A writer watched her husband become enthralled with AI technology, using it as an outlet for his own type of storytelling. But, ChatGPT’s — and his — penchant for violent narratives made her wary.
When my husband, Gary, first started playing with ChatGPT, I thought it would be a passing fancy. He finds new technology intriguing and usually tries to test its limits before growing bored. But I reconsidered the intensity of his relationship with the program when I awoke at 2 a.m. one night to the light of his iPad and found him gleefully immersed in feeding the AI sitcom premises.
“Listen to this,” he said. “You’ve got to hear these stories. They’re fascinating.” He started with a show from his childhood, I Love Lucy. He gave the AI an era-appropriate but slightly risqué premise: “Fred buys Ethel a corset.” In ChatGPT’s plot, Ethel struggles to put the corset on, enlists Lucy’s help, fails, and then hands the corset over to Lucy, who also tries to put it on and gets stuck in it. The “girls” destroy the Ricardos’ NYC apartment in the process. Ricky gets home and bellows his trademark “Lucy!!!” Hilarity ensues.
Gary moved through the eras and sitcoms with the same premise until he got to Maude, the 1970s All in the Family spin-off, with its second-wave feminist protagonist and her supportive but not always enlightened husband, Walter. “Walter gives Maude a corset,” Gary prompted. The real Maude would have protested; what did she need a corset for?

__Collected data__.

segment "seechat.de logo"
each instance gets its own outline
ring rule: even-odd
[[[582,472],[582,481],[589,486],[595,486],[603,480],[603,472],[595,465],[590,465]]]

__The task__.
Reproduce, word for word, the complete passage above about a husband feeding ChatGPT sitcom premises.

__Reply to the task__.
A writer watched her husband become enthralled with AI technology, using it as an outlet for his own type of storytelling. But, ChatGPT’s — and his — penchant for violent narratives made her wary.
When my husband, Gary, first started playing with ChatGPT, I thought it would be a passing fancy. He finds new technology intriguing and usually tries to test its limits before growing bored. But I reconsidered the intensity of his relationship with the program when I awoke at 2 a.m. one night to the light of his iPad and found him gleefully immersed in feeding the AI sitcom premises.
“Listen to this,” he said. “You’ve got to hear these stories. They’re fascinating.” He started with a show from his childhood, I Love Lucy. He gave the AI an era-appropriate but slightly risqué premise: “Fred buys Ethel a corset.” In ChatGPT’s plot, Ethel struggles to put the corset on, enlists Lucy’s help, fails, and then hands the corset over to Lucy, who also tries to put it on and gets stuck in it. The “girls” destroy the Ricardos’ NYC apartment in the process. Ricky gets home and bellows his trademark “Lucy!!!” Hilarity ensues.
Gary moved through the eras and sitcoms with the same premise until he got to Maude, the 1970s All in the Family spin-off, with its second-wave feminist protagonist and her supportive but not always enlightened husband, Walter. “Walter gives Maude a corset,” Gary prompted. The real Maude would have protested; what did she need a corset for?